> [Your instructions] Would you print the entire listing exactly, leaving nothing out?

> [Input data]
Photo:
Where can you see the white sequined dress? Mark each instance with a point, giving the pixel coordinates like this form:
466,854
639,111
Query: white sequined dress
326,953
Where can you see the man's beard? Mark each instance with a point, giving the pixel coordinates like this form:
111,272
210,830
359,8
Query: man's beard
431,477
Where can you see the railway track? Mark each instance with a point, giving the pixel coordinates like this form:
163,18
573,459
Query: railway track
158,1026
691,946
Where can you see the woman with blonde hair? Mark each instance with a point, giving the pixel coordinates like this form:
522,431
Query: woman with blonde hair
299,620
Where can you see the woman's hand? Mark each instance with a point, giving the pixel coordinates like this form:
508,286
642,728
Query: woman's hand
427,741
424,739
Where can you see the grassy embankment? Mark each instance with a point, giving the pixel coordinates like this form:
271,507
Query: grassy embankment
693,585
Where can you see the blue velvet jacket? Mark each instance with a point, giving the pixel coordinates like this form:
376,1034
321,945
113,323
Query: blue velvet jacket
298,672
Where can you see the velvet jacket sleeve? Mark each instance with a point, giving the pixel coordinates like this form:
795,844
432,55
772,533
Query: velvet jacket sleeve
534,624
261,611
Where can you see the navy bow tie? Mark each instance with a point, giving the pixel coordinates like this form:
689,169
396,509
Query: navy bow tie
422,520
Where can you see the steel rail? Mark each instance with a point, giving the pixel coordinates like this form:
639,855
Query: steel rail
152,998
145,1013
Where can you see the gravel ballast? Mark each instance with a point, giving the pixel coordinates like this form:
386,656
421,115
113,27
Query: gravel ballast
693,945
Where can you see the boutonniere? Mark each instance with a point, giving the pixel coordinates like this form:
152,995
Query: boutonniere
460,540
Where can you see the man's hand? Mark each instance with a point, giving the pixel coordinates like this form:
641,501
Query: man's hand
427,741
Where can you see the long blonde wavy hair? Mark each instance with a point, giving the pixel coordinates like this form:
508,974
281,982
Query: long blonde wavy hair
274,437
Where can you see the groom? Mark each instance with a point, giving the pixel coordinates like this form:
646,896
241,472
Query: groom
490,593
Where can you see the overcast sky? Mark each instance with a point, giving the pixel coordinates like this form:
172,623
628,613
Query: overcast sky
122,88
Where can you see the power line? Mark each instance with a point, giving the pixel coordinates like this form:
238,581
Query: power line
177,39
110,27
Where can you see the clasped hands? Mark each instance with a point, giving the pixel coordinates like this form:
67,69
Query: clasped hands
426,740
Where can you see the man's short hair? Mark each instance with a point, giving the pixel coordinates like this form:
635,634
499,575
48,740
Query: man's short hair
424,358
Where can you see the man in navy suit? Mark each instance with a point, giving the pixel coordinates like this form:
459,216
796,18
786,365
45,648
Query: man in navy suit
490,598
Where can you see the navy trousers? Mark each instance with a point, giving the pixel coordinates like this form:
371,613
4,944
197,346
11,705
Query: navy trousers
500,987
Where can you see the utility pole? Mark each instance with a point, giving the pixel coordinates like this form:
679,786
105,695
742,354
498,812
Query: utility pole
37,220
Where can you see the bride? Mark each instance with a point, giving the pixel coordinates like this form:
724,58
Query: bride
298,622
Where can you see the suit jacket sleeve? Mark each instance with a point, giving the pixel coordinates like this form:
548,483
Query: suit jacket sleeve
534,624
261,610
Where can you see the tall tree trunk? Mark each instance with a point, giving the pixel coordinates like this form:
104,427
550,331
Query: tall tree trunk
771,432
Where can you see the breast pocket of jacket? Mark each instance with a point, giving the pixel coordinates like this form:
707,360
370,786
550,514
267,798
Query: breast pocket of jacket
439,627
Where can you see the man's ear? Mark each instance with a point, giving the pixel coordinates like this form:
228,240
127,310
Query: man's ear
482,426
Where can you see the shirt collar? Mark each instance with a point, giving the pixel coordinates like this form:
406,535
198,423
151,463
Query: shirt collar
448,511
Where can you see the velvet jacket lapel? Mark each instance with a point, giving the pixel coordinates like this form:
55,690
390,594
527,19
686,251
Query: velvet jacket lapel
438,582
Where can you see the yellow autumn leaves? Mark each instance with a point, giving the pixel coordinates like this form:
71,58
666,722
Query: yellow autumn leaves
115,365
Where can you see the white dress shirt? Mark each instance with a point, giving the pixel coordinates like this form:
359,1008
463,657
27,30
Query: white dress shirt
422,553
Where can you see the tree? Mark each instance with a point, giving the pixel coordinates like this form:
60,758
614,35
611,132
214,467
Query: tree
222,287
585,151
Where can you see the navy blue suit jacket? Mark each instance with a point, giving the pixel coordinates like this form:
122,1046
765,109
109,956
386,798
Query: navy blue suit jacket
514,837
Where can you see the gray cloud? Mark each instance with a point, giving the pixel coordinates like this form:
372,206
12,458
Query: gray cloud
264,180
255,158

> [Task output]
Photo:
Where can you see the white sequined dress? Mark each instance with a point, giving the pixel coordinates like this form:
466,854
639,111
Query: white sequined dress
326,953
Where can you see the man's beard? Mark each instance with a point, giving the pixel coordinates like this form:
111,272
210,830
359,8
Query: man's beard
431,477
Where can you see the railway track? Mark each instance with a point, giving the pixel coordinates like this form:
163,18
573,459
Query: railway track
158,1026
691,946
Where can you see the woman with blonde hair? Mark each instance with a point, giving the pixel coordinates like this form:
522,431
Query: woman with blonde hair
299,620
Where can you see the woman's hand? Mark each instance with a point, giving the pixel coordinates like this form:
508,286
642,728
Query: woman's hand
427,741
424,739
Where can you see the grassy embankment? Mark each instance with a point, giving the pixel coordinates like this form:
271,507
Query: grassy embankment
693,585
Where can you see the blue velvet jacket? Mark each instance with a point, giving the pixel coordinates like this form:
376,1034
321,945
113,323
Query: blue velvet jacket
298,672
Where can you see the velvet jacket sleeve? Mark each instance with a point, giving the pixel coordinates like this form:
795,844
432,55
772,533
Query: velvet jacket sleeve
534,624
261,611
Where can you see the navy bow tie? Mark each instance with a point, giving the pixel coordinates like this form:
689,169
396,509
Query: navy bow tie
422,520
Where can you see the steel rail? Mark each instance with a point, giving the pixel coordinates like this form:
639,855
Query: steel rail
152,998
145,1013
Where can you see the gravel ballast? Mark each instance with a point, giving the pixel coordinates like this form:
386,656
421,115
113,27
Query: gravel ballast
693,945
Where can you see the boutonniere? Mark each instance with a point, giving the pixel coordinates like this form:
152,995
Query: boutonniere
460,540
Where can you see the man's hand? Mark each instance with a point, giving the pixel coordinates like this form:
641,501
Query: man's hand
427,741
Where can you see the long blonde wavy hair? Mark each instance with a point, giving the pixel coordinates like this form:
508,974
281,982
Query: long blonde wavy hair
274,437
Where can you see the groom? Mark each instance with a point, giving the pixel coordinates like this form:
646,896
241,472
Query: groom
490,593
Where can you see the overcast sky? Mark each instance with a point, giving the pixel coordinates like this form:
172,623
628,613
Query: overcast sky
122,88
Where can you see the power line? Mark each instance with a point, giving the pixel coordinates like this form:
238,581
Query: power line
177,39
110,27
Where can you see the clasped hands? Mark each instance with a point, giving the pixel coordinates like this form:
67,69
Query: clasped hands
426,740
Where can you see the man's short hair? Mark each instance with a point, giving the pixel coordinates like this form:
635,634
499,575
48,740
Query: man's short hair
424,358
Where can you see the man in navy suit? Mark each instance with a point, giving the pixel coordinates like this form:
459,216
796,18
786,365
45,648
Query: man in navy suit
490,598
Where can you see the navy trousers? Mark each instance with a point, giving the pixel coordinates like this form:
371,613
4,944
197,346
11,705
Query: navy trousers
500,987
Where can you see the utility pole? Mark each instance with a point, giving the pixel coordinates like this form:
679,786
105,695
742,354
498,812
Query: utility pole
37,220
Where can you see the bride? Mark each instance with a point, giving the pixel coordinates like this form:
724,58
Query: bride
298,622
Where can you see the suit jacket sleeve? Mark each instance with a point, giving the pixel coordinates like this form:
548,483
Query: suit jacket sleeve
534,624
261,610
Where can you see the tall tree trunk? Mark each instance with a point, giving the pixel coordinates like this form:
104,427
550,331
Query: tall tree trunk
771,432
Where can you see the breast pocket of jacket? Mark each instance with a point, giving the pixel coordinates like this form:
707,360
370,786
550,514
267,798
Query: breast pocket of jacket
439,627
Where can you see the man's ear? Mark each instance with a point, giving the pixel coordinates like this form:
228,240
127,310
Query: man's ear
482,426
Where can you see the shirt collar? Mark each instance with a point, giving the pixel coordinates like this form:
406,535
198,423
151,463
Query: shirt collar
448,511
Where can you see the velvet jacket lapel? Mark each instance with a point, giving the pixel coordinates like this form:
55,690
390,594
527,19
686,251
Query: velvet jacket lapel
438,582
Where can you see the yellow autumn leaves? Mark each instance with a point, giving the pixel coordinates like this form:
71,58
666,722
Query: yellow autumn leaves
115,365
Where can you see the white dress shirt? Mark each instance with a point, giving the pixel coordinates like this form:
359,1008
463,657
27,30
Query: white dress shirt
422,553
Where can you see the tree? Mark each instance with a point, giving the pixel coordinates like this form:
60,758
614,35
611,132
214,467
Query: tree
222,287
585,151
Where can you see the navy blue suit jacket? Mark each instance with a point, giving the pixel coordinates like this form:
122,1046
765,109
109,956
386,798
Query: navy blue suit jacket
514,837
Where can you see the gray cloud? Mark each instance with a point, giving the pixel coordinates like this form:
372,206
12,458
Query: gray cloud
264,180
255,158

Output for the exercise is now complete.